**ASSIGNMENT**. For each record below, give an exact transcription.

**INPUT MATERIAL**.

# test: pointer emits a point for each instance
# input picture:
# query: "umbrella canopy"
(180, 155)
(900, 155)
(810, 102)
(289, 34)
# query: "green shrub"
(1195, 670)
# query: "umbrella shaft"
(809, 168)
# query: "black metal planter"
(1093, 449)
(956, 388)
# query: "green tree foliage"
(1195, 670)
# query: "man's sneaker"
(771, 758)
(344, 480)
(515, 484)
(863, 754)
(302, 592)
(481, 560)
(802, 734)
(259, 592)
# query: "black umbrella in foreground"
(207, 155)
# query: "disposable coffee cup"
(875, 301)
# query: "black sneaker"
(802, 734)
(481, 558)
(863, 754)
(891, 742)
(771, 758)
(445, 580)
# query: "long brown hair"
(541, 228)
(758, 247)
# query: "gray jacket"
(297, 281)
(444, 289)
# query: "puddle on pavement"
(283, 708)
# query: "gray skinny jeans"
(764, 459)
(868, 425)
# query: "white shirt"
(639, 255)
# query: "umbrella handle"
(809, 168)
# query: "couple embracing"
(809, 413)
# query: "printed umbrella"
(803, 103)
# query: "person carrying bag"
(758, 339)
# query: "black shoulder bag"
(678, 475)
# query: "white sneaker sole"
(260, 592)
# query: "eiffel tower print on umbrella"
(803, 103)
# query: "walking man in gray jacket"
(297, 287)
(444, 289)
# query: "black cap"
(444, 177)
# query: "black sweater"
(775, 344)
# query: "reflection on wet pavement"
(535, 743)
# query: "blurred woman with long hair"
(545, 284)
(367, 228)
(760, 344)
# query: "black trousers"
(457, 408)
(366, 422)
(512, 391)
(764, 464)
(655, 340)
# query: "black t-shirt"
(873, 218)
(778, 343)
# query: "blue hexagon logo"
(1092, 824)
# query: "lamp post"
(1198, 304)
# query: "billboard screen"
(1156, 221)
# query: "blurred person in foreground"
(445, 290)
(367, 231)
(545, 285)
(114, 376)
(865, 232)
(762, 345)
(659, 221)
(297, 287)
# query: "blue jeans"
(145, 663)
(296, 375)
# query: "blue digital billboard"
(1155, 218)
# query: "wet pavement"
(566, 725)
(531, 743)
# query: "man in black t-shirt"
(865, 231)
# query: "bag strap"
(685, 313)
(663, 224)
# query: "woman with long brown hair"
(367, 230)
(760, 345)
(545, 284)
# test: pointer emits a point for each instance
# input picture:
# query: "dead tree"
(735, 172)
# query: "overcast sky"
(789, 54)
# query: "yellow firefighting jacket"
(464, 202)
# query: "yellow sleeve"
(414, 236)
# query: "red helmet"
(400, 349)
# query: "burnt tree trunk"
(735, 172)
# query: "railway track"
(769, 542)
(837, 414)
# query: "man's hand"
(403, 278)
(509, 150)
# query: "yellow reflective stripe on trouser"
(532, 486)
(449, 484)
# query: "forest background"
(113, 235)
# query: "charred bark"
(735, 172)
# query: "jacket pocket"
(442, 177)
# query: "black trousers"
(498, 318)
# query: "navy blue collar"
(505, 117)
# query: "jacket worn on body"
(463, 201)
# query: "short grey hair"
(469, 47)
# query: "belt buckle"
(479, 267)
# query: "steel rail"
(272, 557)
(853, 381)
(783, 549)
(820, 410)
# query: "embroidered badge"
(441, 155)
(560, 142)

**REPLY**.
# test: pointer emits a point for each instance
# input picture:
# query: "umbrella canopy"
(180, 155)
(900, 155)
(810, 102)
(289, 34)
# query: "green shrub"
(1195, 670)
# query: "umbrella shaft"
(809, 168)
# query: "black metal planter"
(1093, 449)
(956, 388)
# query: "green tree foliage"
(1195, 670)
# query: "man's sneaker"
(771, 758)
(344, 480)
(515, 484)
(863, 754)
(302, 592)
(481, 560)
(802, 734)
(259, 592)
# query: "black umbrella in foreground"
(207, 155)
# query: "disposable coffee cup"
(875, 301)
# query: "black sneaker"
(802, 734)
(481, 558)
(863, 754)
(891, 742)
(771, 758)
(445, 580)
# query: "long brown hair"
(541, 228)
(758, 247)
# query: "gray jacket"
(297, 281)
(444, 289)
# query: "puddle on pavement"
(283, 708)
# query: "gray skinny jeans"
(764, 459)
(868, 425)
# query: "white shirt"
(639, 255)
# query: "umbrella handle"
(809, 168)
# query: "couple embracing"
(809, 413)
# query: "printed umbrella"
(803, 103)
# query: "person carrying bag"
(758, 339)
# query: "black shoulder bag"
(678, 475)
# query: "white sneaker sole"
(260, 592)
# query: "eiffel tower print on umbrella"
(803, 103)
# query: "walking man in gray jacket"
(297, 287)
(444, 289)
# query: "black cap"
(444, 177)
# query: "black sweater"
(775, 344)
# query: "reflection on wet pavement"
(535, 743)
# query: "blurred woman with long hair"
(545, 284)
(367, 228)
(760, 344)
# query: "black trousers"
(457, 408)
(366, 422)
(512, 391)
(764, 464)
(655, 340)
# query: "black t-shirt"
(873, 218)
(778, 343)
# query: "blue hexagon logo"
(1092, 824)
# query: "lamp post"
(1198, 304)
# query: "billboard screen"
(1156, 221)
# query: "blurred person in foreground"
(445, 290)
(367, 231)
(545, 285)
(114, 376)
(865, 232)
(762, 345)
(659, 221)
(297, 287)
# query: "blue jeans"
(145, 663)
(296, 375)
# query: "blue digital billboard"
(1155, 218)
# query: "wet pavement"
(566, 725)
(531, 743)
# query: "man in black t-shirt"
(865, 231)
# query: "bag strap"
(685, 313)
(663, 224)
# query: "woman with long brown hair"
(367, 230)
(760, 345)
(545, 284)
# test: pointer emits a point for each instance
# input picture:
# query: "dead tree"
(735, 172)
# query: "overcast sky"
(789, 54)
# query: "yellow firefighting jacket"
(464, 202)
# query: "yellow sleeve"
(414, 236)
# query: "red helmet"
(400, 349)
# query: "burnt tree trunk"
(735, 172)
# query: "railway track"
(769, 542)
(837, 414)
# query: "man's hand"
(403, 278)
(509, 150)
# query: "yellow reflective stripe on trouser"
(532, 486)
(449, 484)
# query: "forest background"
(113, 235)
# query: "charred bark"
(735, 172)
# query: "jacket pocket"
(442, 177)
# query: "black trousers"
(498, 318)
# query: "navy blue collar"
(505, 117)
# query: "jacket worn on body"
(463, 201)
# query: "short grey hair"
(469, 47)
# query: "belt buckle"
(479, 267)
# query: "steel rail"
(272, 557)
(853, 381)
(783, 549)
(820, 410)
# query: "embroidered badge"
(441, 155)
(560, 142)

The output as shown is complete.